Dataset items:
§ §

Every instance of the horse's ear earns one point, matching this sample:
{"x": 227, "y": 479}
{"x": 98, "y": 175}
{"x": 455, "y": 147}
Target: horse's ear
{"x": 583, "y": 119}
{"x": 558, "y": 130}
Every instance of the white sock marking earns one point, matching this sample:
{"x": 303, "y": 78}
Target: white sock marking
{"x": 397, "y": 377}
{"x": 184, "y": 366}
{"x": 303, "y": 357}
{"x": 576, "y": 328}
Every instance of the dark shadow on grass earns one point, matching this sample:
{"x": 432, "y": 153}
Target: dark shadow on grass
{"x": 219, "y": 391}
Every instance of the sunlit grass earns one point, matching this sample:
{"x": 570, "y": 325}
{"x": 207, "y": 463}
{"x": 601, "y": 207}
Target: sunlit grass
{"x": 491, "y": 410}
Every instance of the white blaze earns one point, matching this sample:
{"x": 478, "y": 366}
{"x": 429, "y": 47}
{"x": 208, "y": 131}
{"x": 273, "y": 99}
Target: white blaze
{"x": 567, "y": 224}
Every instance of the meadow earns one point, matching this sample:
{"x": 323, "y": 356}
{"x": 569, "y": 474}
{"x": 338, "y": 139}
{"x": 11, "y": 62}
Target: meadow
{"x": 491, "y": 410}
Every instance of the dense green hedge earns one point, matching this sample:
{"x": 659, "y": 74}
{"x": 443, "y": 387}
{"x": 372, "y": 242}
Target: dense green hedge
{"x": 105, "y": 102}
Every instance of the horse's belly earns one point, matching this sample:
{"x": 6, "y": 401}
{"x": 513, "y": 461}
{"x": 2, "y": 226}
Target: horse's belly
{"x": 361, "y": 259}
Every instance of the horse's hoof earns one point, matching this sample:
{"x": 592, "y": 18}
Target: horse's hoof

§ §

WRITTEN INSTRUCTION:
Could you print all of the items above again, reproducing every line verbatim?

OUTPUT BELOW:
Every instance of the horse's ear earns one point, matching this sample:
{"x": 227, "y": 479}
{"x": 98, "y": 175}
{"x": 455, "y": 147}
Target: horse's ear
{"x": 583, "y": 119}
{"x": 558, "y": 130}
Every instance of the white sock marking earns one point, matching this sample:
{"x": 303, "y": 78}
Target: white sock marking
{"x": 397, "y": 377}
{"x": 184, "y": 366}
{"x": 303, "y": 357}
{"x": 576, "y": 328}
Every instance of the dark shadow on grass earns one point, matching this sample:
{"x": 432, "y": 153}
Target: dark shadow on grass
{"x": 219, "y": 391}
Every instance of the sunlit grass earns one point, matching this sample:
{"x": 570, "y": 325}
{"x": 207, "y": 463}
{"x": 601, "y": 207}
Target: sunlit grass
{"x": 491, "y": 410}
Every instance of the white blaze earns one point, matching this sample:
{"x": 478, "y": 366}
{"x": 429, "y": 47}
{"x": 208, "y": 131}
{"x": 273, "y": 99}
Target: white blaze
{"x": 567, "y": 224}
Every instance of the meadow earns one point, matching this sample:
{"x": 323, "y": 356}
{"x": 569, "y": 474}
{"x": 338, "y": 139}
{"x": 11, "y": 62}
Target: meadow
{"x": 491, "y": 410}
Every instance of the dense green hedge earns one point, matching this sample:
{"x": 659, "y": 74}
{"x": 443, "y": 387}
{"x": 372, "y": 242}
Target: dense green hedge
{"x": 105, "y": 102}
Every instance of the horse's belly earns one point, matching this sample:
{"x": 6, "y": 401}
{"x": 513, "y": 461}
{"x": 2, "y": 226}
Target: horse's belly
{"x": 361, "y": 259}
Every instance of the horse's hoof earns one point, matching this sample:
{"x": 592, "y": 18}
Target: horse's hoof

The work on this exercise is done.